■ DOCUMENT TEXT:
>> Begin
Birthday cake on the hoof

It was little Trina’s first birthday and her dad—a childhood friend of mine—decided to buy an ‘African cake” to celebrate the small milestone.

After jotting down a list of what he needed, we set off to the notorious Kiamaiko slum, east of Nairobi, to get the ‘cake”—a goat. Kiamaiko is not the kind of place most people would choose for a fun
outing, but the lure of their famed goat meat can be intoxicating.

It had rained the night before, but on the shopping day the sun was shining under the cover of some grey clouds. We found our guide, Abdi, waiting for us at the main junction that leads into the slum. You cannot go to the slum without a local to keep you from falling into the handsof muggers.

Abdi had once helped a friend of ours buy a goat there. After exchanging greetings, one in our group of five was left to watch over the car because the side mirrors, stereo and tyres have a ready market here.

As we trooped in I could sense that, despite its reputation as a finger smith’s paradise, business was brisk. Herds of goats headed deep into the bowels of the slum where the market lay in an open field with a slaughterhouse nearby. The smell of goat, meat and murky water was overpowering.

We walked through the narrow alleys, mud sticking to the soles of our shoes until they looked like platform shoes. Our route march was flanked on either side by the brickand-mud shack butcheries that dot the slum like the spots on a cheetah.

At times we had to stand still because more than 100 goats trotted past, either blocking the way or butting people from their path. The ungulates, which had travelled for more than 1 000km tightly packed in a lorry, looked happy to be walking again as they pranced around savouring sweet, if fleeting, freedom.

Abdi told us the main ‘ingredients” that make these goats tastier than the usual fare is the arid environment in north-eastern Kenya where they are fed salty grass. Apparently the 50°C of daily sunshine also helps to ‘marinate” their scorched flesh and make them soft.
>> End
■ DATASET RECORDS:
>> Begin
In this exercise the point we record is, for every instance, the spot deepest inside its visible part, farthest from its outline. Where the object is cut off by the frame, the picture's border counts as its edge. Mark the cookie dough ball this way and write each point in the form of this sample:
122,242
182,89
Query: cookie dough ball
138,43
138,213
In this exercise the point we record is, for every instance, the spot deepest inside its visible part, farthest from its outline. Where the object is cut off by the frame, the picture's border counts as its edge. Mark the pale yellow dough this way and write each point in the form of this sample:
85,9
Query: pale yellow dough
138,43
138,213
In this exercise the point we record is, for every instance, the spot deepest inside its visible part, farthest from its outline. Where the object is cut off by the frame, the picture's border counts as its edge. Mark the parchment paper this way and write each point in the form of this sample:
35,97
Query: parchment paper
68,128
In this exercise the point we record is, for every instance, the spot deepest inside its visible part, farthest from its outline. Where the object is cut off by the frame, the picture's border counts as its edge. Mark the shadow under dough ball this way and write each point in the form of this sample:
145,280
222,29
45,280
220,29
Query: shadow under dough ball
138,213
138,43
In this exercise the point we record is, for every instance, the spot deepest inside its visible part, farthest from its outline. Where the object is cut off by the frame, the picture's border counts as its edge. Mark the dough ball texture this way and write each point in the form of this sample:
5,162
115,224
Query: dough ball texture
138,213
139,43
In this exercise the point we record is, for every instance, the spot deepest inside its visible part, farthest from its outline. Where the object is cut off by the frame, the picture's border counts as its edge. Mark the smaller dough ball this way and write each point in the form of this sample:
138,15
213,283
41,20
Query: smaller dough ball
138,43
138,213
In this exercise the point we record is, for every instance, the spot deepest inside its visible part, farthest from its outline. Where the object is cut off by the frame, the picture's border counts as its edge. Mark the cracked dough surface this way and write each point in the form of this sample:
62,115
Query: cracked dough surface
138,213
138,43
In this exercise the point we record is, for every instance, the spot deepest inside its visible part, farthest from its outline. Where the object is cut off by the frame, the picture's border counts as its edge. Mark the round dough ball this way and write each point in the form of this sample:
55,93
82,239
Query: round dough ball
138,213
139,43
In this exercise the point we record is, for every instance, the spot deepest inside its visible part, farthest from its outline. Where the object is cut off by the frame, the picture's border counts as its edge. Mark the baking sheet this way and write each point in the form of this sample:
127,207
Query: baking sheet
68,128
>> End
■ JOB 1: According to the birthday-cake story, where is the Kiamaiko slum?
■ JOB 2: Reproduce the passage of the birthday-cake story starting with "Birthday cake on" and going on through "can be intoxicating.".

■ WRITTEN RESPONSE 1: East of Nairobi.

■ WRITTEN RESPONSE 2:
Birthday cake on the hoof

It was little Trina’s first birthday and her dad—a childhood friend of mine—decided to buy an ‘African cake” to celebrate the small milestone.

After jotting down a list of what he needed, we set off to the notorious Kiamaiko slum, east of Nairobi, to get the ‘cake”—a goat. Kiamaiko is not the kind of place most people would choose for a fun
outing, but the lure of their famed goat meat can be intoxicating.